• Your instructions: Write out only the tail of the records, beginning at the line containing "In this photo, where can the white face" and including the last line, exactly as written.
>>>>
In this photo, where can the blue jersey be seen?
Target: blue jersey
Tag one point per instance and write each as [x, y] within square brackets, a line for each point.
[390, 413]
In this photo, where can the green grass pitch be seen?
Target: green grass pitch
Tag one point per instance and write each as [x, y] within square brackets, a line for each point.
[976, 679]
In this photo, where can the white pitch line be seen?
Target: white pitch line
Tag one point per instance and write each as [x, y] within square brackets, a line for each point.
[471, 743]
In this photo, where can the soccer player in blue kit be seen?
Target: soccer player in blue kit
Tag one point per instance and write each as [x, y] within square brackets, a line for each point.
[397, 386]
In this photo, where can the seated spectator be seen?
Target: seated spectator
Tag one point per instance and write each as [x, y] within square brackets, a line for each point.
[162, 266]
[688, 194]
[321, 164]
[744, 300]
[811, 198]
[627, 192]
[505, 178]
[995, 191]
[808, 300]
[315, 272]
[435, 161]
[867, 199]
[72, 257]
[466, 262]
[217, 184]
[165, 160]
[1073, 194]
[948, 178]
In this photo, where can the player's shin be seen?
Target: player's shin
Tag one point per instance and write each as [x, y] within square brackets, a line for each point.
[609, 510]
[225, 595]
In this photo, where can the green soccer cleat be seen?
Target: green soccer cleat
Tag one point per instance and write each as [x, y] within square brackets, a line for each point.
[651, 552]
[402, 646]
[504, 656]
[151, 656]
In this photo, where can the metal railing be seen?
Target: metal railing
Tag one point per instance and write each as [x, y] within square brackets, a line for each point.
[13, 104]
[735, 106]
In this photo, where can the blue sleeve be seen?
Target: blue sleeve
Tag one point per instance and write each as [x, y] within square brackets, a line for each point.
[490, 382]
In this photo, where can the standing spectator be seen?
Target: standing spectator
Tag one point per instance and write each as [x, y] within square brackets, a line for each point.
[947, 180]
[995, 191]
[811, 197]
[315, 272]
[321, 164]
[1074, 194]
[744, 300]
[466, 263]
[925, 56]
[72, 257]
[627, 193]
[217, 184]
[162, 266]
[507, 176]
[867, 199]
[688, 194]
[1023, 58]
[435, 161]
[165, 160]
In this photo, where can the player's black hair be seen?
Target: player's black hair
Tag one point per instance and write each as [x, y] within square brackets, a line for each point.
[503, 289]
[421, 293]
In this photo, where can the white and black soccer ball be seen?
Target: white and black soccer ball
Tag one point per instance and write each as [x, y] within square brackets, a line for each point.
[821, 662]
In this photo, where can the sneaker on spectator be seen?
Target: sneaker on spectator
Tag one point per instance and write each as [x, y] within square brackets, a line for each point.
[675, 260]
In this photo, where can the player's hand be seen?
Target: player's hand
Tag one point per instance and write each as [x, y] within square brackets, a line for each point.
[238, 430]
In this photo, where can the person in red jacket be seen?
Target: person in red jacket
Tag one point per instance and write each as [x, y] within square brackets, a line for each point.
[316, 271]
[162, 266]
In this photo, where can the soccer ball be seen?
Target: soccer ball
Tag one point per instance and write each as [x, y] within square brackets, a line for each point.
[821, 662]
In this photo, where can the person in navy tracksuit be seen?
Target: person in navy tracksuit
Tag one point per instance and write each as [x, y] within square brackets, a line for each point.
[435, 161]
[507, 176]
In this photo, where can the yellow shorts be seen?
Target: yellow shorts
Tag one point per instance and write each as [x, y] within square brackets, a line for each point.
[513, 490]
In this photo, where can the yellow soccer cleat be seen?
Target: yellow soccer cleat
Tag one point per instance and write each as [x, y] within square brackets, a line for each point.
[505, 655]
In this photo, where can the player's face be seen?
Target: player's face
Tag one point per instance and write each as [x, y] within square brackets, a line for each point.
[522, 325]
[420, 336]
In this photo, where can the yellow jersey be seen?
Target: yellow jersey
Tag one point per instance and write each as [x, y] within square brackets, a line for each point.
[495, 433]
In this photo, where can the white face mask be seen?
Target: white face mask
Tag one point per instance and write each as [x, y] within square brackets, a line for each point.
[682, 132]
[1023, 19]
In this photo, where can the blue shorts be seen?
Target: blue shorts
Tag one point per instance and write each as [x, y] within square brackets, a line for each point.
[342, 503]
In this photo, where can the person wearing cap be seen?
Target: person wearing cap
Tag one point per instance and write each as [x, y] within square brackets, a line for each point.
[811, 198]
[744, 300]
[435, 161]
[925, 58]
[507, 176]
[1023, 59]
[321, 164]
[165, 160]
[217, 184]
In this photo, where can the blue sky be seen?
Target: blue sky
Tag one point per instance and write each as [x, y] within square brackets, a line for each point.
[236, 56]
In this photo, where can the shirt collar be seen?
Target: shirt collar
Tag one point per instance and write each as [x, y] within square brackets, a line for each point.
<<<<
• Response to the exercise:
In this photo, where can the white face mask be seen?
Target: white face mask
Tag one point per instance and write each as [x, y] within square brackets, a line for each point.
[682, 132]
[1023, 19]
In this photo, where can the blue shorts be seen?
Target: blue shorts
Tag one point per instance and write each as [x, y] within square brackets, a line for each point.
[342, 503]
In this photo, where can the person wearing cap be seen?
Target: person wearing cap
Tag one point per instance and write each as [x, y] within square brackets, a line for each point.
[811, 198]
[744, 300]
[435, 161]
[925, 58]
[507, 176]
[1023, 59]
[321, 164]
[165, 160]
[217, 184]
In this photo, where can the blue sky be seen?
Target: blue sky
Tag one point per instance and write each as [x, y] within square brackets, a line for each point.
[236, 56]
In this photo, where can the shirt collar be seen?
Target: shirt collar
Tag one point per instance and write each as [x, y] within square brackets, a line for each point.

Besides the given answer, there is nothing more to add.